*Stated exercise*
Output verbatim the part of the data below that opens with the line containing "Scan the photo above and find every tree you" and closes with the line containing "6 0 212 111", including both of those lines.

Data from a labeling collection:

* * * * * * *

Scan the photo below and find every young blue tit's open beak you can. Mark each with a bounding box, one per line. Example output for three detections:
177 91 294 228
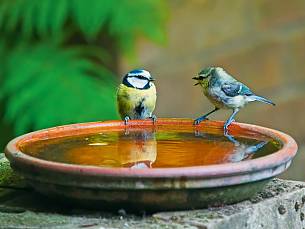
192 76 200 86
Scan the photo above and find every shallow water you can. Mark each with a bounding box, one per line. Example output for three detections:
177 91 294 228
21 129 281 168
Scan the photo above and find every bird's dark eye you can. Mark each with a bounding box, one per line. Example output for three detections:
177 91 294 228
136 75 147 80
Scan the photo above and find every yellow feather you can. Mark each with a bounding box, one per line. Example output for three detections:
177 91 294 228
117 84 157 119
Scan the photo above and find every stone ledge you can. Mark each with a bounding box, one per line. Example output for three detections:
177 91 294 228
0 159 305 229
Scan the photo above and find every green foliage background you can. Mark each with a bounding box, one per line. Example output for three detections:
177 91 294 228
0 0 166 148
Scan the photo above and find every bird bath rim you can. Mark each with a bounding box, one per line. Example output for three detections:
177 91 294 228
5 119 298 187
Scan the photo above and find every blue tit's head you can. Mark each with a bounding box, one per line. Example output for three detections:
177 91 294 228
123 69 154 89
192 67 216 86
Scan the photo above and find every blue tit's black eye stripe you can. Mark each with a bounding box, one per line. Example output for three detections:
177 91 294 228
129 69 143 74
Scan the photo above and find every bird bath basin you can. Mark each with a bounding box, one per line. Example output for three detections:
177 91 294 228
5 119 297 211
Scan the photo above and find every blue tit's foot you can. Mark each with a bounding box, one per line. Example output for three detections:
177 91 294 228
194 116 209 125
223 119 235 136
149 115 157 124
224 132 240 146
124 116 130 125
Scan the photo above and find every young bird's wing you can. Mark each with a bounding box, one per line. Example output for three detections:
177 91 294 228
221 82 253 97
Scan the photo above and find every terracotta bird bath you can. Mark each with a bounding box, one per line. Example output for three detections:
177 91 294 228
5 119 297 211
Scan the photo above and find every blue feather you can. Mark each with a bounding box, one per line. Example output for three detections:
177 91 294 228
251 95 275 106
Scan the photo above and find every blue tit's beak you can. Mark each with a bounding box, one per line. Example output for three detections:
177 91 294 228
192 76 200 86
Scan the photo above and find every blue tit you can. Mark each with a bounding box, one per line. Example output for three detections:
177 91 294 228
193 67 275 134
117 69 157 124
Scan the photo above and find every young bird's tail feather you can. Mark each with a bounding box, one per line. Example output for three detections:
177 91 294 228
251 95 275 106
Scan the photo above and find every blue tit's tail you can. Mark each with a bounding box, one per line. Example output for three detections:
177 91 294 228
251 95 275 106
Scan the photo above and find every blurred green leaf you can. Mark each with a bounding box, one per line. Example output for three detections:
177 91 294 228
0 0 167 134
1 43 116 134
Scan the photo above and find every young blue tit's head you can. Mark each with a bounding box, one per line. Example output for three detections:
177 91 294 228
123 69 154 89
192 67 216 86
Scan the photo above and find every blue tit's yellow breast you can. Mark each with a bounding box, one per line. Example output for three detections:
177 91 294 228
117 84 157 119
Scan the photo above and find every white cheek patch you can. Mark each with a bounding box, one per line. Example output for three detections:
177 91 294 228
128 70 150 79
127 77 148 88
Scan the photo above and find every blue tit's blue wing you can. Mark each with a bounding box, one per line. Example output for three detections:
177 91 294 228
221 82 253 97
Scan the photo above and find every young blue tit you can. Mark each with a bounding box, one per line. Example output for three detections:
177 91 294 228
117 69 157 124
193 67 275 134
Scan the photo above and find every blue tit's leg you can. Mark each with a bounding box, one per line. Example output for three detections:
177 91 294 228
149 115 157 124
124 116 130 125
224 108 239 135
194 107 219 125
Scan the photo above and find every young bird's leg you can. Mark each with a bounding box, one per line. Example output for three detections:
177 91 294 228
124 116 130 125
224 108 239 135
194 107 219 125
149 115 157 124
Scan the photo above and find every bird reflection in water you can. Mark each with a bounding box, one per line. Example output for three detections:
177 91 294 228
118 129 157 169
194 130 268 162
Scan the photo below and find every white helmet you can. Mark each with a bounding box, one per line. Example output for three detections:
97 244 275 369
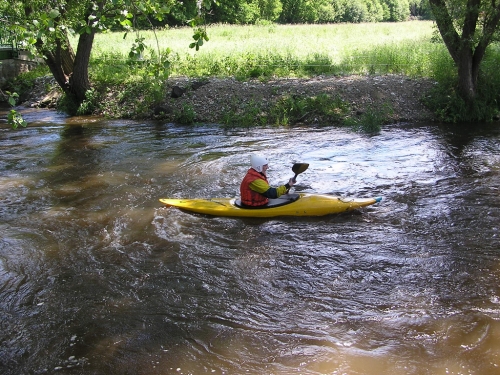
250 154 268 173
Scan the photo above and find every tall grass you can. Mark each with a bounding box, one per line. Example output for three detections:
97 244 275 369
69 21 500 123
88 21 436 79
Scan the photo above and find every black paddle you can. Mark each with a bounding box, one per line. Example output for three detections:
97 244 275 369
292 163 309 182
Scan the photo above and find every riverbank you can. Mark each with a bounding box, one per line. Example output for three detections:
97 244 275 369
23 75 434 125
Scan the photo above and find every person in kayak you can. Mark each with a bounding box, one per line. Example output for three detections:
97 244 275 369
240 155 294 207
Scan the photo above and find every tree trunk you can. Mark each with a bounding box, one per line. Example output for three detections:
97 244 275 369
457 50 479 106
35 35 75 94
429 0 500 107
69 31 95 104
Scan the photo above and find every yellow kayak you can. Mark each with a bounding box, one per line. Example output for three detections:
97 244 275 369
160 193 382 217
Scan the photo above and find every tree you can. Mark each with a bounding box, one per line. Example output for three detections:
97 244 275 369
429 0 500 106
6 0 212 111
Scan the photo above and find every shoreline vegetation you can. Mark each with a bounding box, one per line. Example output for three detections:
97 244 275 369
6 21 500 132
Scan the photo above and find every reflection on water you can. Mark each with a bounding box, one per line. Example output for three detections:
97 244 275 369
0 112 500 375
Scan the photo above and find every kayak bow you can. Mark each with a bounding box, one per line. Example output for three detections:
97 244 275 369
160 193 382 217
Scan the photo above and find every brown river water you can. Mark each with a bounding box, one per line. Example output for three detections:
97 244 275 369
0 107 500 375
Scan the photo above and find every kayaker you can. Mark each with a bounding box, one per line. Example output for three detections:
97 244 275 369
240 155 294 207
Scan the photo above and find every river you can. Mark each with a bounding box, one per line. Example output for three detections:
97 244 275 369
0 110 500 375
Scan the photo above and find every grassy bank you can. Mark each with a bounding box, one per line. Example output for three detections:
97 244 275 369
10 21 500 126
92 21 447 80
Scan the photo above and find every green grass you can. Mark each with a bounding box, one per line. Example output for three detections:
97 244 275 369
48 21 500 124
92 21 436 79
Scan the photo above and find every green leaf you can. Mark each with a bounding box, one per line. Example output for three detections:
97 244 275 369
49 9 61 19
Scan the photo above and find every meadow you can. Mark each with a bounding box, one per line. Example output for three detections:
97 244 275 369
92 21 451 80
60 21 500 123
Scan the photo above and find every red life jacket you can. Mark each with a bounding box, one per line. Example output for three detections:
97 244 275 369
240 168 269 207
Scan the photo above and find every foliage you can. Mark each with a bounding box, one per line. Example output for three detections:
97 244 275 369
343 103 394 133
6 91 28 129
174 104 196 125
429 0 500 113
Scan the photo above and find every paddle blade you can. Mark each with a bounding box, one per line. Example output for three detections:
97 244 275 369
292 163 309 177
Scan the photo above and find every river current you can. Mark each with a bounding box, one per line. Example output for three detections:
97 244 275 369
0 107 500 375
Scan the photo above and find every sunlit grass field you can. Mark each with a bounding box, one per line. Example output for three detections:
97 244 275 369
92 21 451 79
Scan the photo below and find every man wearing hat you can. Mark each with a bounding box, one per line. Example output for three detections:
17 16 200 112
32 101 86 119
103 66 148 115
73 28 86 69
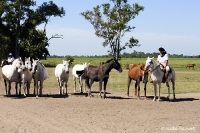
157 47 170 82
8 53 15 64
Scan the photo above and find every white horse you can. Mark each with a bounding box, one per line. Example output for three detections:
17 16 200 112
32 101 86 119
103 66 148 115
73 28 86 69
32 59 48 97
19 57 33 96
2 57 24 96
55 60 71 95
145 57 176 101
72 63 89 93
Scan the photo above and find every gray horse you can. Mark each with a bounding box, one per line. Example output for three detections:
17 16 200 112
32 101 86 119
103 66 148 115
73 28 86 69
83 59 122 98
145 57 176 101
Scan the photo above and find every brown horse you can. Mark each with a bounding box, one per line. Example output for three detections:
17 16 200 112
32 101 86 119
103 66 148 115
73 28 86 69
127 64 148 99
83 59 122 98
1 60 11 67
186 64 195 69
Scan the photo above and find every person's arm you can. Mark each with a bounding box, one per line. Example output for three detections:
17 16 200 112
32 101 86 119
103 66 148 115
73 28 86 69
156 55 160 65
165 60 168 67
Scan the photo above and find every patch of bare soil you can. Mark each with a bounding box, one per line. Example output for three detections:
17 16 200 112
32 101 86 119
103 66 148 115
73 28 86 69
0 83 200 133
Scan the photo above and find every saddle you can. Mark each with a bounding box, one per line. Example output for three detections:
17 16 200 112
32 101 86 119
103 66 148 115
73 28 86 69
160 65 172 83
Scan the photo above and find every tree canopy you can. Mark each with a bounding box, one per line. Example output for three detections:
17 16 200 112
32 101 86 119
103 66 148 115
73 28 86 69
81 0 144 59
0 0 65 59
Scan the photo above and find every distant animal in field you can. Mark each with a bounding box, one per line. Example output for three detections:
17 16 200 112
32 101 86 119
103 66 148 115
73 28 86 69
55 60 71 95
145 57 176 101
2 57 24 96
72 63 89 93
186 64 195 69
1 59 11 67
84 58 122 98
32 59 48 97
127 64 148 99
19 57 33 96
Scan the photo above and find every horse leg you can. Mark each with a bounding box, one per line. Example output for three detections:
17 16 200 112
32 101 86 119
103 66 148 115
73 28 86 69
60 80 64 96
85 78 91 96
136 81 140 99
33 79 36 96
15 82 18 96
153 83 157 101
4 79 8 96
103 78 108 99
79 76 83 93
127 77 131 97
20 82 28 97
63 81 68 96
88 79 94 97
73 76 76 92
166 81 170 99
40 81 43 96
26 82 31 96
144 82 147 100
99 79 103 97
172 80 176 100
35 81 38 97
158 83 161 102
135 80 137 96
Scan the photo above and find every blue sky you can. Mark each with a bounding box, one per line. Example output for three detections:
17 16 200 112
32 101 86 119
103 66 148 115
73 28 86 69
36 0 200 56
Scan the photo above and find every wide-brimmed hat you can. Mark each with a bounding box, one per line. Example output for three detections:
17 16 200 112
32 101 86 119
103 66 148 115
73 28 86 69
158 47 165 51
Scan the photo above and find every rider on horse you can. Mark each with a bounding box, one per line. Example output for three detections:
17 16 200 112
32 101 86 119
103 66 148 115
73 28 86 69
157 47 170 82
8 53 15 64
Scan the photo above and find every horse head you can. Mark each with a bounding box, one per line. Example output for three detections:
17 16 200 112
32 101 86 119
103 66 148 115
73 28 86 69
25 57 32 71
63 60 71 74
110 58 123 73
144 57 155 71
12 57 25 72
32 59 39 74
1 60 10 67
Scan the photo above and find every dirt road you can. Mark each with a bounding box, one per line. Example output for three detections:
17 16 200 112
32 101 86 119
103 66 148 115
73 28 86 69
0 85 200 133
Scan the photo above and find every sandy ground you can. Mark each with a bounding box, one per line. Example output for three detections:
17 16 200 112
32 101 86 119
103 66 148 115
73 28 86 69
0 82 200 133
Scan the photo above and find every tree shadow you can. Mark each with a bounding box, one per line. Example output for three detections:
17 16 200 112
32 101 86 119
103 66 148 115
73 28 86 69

* * * * * * *

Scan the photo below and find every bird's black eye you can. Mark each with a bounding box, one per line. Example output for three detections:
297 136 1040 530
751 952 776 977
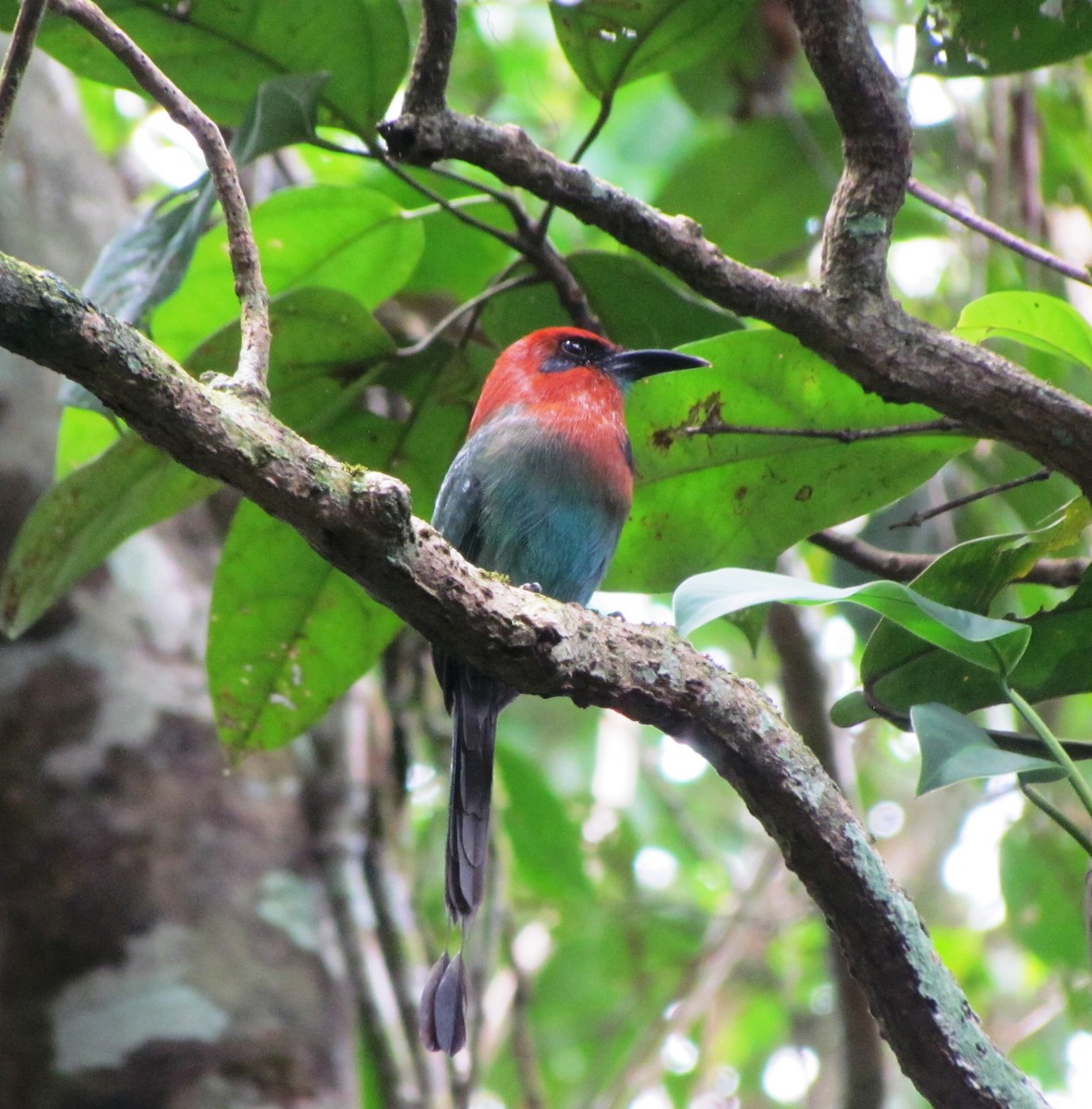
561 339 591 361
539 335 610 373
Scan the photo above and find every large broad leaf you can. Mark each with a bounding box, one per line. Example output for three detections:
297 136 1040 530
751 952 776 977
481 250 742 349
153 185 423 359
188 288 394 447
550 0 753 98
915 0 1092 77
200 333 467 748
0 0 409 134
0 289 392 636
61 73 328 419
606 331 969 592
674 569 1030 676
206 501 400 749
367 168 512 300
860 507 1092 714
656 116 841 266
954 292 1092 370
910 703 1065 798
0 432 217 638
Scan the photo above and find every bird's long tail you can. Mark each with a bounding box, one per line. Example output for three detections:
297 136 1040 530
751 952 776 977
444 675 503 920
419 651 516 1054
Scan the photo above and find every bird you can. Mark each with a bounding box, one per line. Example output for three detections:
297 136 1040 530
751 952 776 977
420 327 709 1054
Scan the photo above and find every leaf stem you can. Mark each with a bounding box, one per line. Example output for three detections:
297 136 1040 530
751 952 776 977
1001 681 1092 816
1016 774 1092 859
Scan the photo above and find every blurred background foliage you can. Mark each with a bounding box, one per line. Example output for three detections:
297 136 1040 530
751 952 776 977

* * * * * * *

*Output for this exercise*
Scan the photo above and find every tree you can. Mark each with a bounding box, one per line. Example output for three detections:
97 244 275 369
429 0 500 106
6 0 212 111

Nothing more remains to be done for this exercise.